* [Data to process]:
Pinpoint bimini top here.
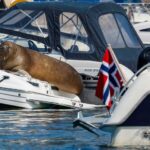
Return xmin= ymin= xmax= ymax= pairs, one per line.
xmin=0 ymin=2 xmax=143 ymax=70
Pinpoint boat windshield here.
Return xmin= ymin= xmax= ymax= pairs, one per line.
xmin=99 ymin=13 xmax=141 ymax=48
xmin=0 ymin=9 xmax=48 ymax=38
xmin=59 ymin=12 xmax=95 ymax=53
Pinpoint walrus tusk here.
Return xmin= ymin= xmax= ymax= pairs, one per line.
xmin=0 ymin=41 xmax=83 ymax=94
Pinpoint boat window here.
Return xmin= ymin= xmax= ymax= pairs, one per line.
xmin=0 ymin=34 xmax=50 ymax=53
xmin=115 ymin=14 xmax=141 ymax=48
xmin=99 ymin=14 xmax=125 ymax=48
xmin=59 ymin=12 xmax=94 ymax=53
xmin=0 ymin=9 xmax=48 ymax=38
xmin=99 ymin=13 xmax=141 ymax=48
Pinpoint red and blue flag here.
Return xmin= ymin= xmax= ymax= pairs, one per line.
xmin=96 ymin=48 xmax=123 ymax=109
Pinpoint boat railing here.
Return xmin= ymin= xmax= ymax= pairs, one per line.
xmin=117 ymin=63 xmax=150 ymax=101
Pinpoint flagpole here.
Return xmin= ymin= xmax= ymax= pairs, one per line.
xmin=108 ymin=44 xmax=127 ymax=83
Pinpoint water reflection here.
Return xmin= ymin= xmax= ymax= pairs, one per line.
xmin=0 ymin=110 xmax=147 ymax=150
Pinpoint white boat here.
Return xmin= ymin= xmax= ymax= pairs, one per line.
xmin=121 ymin=3 xmax=150 ymax=45
xmin=0 ymin=2 xmax=144 ymax=108
xmin=0 ymin=70 xmax=103 ymax=109
xmin=74 ymin=64 xmax=150 ymax=147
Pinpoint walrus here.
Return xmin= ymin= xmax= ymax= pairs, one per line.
xmin=0 ymin=41 xmax=83 ymax=94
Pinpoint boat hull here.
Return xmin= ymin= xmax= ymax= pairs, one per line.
xmin=101 ymin=126 xmax=150 ymax=147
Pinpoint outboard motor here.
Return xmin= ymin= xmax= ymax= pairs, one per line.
xmin=137 ymin=47 xmax=150 ymax=70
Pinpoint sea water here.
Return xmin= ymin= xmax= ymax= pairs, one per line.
xmin=0 ymin=109 xmax=148 ymax=150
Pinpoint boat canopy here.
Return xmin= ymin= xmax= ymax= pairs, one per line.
xmin=0 ymin=2 xmax=143 ymax=71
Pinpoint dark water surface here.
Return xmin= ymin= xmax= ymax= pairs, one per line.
xmin=0 ymin=110 xmax=148 ymax=150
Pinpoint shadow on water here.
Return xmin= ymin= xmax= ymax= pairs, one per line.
xmin=0 ymin=109 xmax=148 ymax=150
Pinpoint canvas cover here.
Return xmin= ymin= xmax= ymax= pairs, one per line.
xmin=0 ymin=2 xmax=143 ymax=71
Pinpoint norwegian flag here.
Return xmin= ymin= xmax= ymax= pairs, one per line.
xmin=95 ymin=48 xmax=123 ymax=109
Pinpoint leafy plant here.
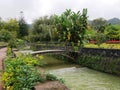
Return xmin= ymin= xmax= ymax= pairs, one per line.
xmin=2 ymin=55 xmax=62 ymax=90
xmin=55 ymin=9 xmax=87 ymax=46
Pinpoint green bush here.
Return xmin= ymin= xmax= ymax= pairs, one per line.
xmin=77 ymin=55 xmax=120 ymax=75
xmin=2 ymin=55 xmax=62 ymax=90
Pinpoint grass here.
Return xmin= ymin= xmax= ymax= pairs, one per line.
xmin=84 ymin=43 xmax=120 ymax=49
xmin=0 ymin=42 xmax=7 ymax=46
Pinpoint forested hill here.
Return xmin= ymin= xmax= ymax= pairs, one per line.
xmin=107 ymin=18 xmax=120 ymax=24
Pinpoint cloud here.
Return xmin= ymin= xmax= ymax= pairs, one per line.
xmin=0 ymin=0 xmax=120 ymax=23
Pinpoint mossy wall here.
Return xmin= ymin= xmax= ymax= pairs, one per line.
xmin=76 ymin=48 xmax=120 ymax=76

* [Written problem]: Write out the records above again, leaving out the pictures. Change every "Pinpoint" to "Locate" and keep every other line and word as it is.

* [Reply to the exercise]:
Locate bimini top here.
Return xmin= ymin= xmax= ymax= pairs, one per line.
xmin=0 ymin=2 xmax=143 ymax=70
Locate boat windshield here.
Return xmin= ymin= xmax= ymax= pairs, one per line.
xmin=99 ymin=13 xmax=141 ymax=48
xmin=0 ymin=9 xmax=48 ymax=38
xmin=59 ymin=12 xmax=95 ymax=53
Locate walrus tusk here.
Return xmin= ymin= xmax= ymax= pairs, one per line.
xmin=0 ymin=41 xmax=83 ymax=94
Locate boat window here.
Return xmin= ymin= xmax= ymax= pairs, one per line.
xmin=0 ymin=34 xmax=50 ymax=53
xmin=115 ymin=14 xmax=141 ymax=48
xmin=99 ymin=14 xmax=125 ymax=48
xmin=59 ymin=12 xmax=94 ymax=53
xmin=0 ymin=9 xmax=48 ymax=38
xmin=99 ymin=13 xmax=141 ymax=48
Locate red and blue flag here.
Return xmin= ymin= xmax= ymax= pairs, one per line.
xmin=96 ymin=48 xmax=123 ymax=109
Locate boat railing here.
Return xmin= ymin= xmax= ymax= pairs, one per line.
xmin=117 ymin=63 xmax=150 ymax=101
Locate flagpole here.
Return xmin= ymin= xmax= ymax= pairs, one per line.
xmin=108 ymin=44 xmax=127 ymax=83
Locate water reflection here.
Return xmin= ymin= xmax= ymax= pairs, one per line.
xmin=0 ymin=110 xmax=147 ymax=150
Locate white boat here.
Return xmin= ymin= xmax= ymax= pairs, one per line.
xmin=121 ymin=3 xmax=150 ymax=45
xmin=0 ymin=2 xmax=144 ymax=108
xmin=0 ymin=70 xmax=103 ymax=109
xmin=74 ymin=64 xmax=150 ymax=147
Locate walrus here.
Return xmin= ymin= xmax= ymax= pairs, one per line.
xmin=0 ymin=41 xmax=83 ymax=94
Locate boat hull here.
Return xmin= ymin= xmax= ymax= pairs, one per line.
xmin=101 ymin=126 xmax=150 ymax=147
Locate outboard motor here.
Return xmin= ymin= xmax= ymax= pairs, one per line.
xmin=137 ymin=47 xmax=150 ymax=70
Locate sea water here.
Return xmin= ymin= xmax= ymax= pairs, one per line.
xmin=0 ymin=109 xmax=148 ymax=150
Locate boat canopy here.
Return xmin= ymin= xmax= ymax= pairs, one per line.
xmin=0 ymin=2 xmax=143 ymax=71
Locate dark water surface here.
Return xmin= ymin= xmax= ymax= pairs, one per line.
xmin=0 ymin=110 xmax=148 ymax=150
Locate shadow on water here.
Return xmin= ymin= xmax= ymax= pairs, one per line.
xmin=0 ymin=109 xmax=148 ymax=150
Locate canvas cover here.
Return xmin= ymin= xmax= ymax= pairs, one per line.
xmin=0 ymin=2 xmax=143 ymax=71
Locate norwegian flag here.
Return xmin= ymin= xmax= ymax= pairs, one per line.
xmin=95 ymin=48 xmax=123 ymax=109
Locate leafy plant here.
Return xmin= ymin= xmax= ymax= pairs, one per line.
xmin=2 ymin=55 xmax=62 ymax=90
xmin=55 ymin=9 xmax=87 ymax=46
Locate green bush here.
Return xmin= ymin= xmax= ymax= pairs, one per line.
xmin=77 ymin=55 xmax=120 ymax=75
xmin=2 ymin=55 xmax=62 ymax=90
Locate grass here.
Return xmin= ymin= xmax= ymax= pairs, one per line.
xmin=84 ymin=43 xmax=120 ymax=49
xmin=0 ymin=42 xmax=7 ymax=46
Locate forested hill here.
Return xmin= ymin= xmax= ymax= pairs, one per line.
xmin=107 ymin=18 xmax=120 ymax=24
Locate cloud here.
Return xmin= ymin= xmax= ymax= pairs, one per line.
xmin=0 ymin=0 xmax=120 ymax=23
Locate mossy wall here.
Return xmin= ymin= xmax= ymax= pairs, one per line.
xmin=76 ymin=48 xmax=120 ymax=76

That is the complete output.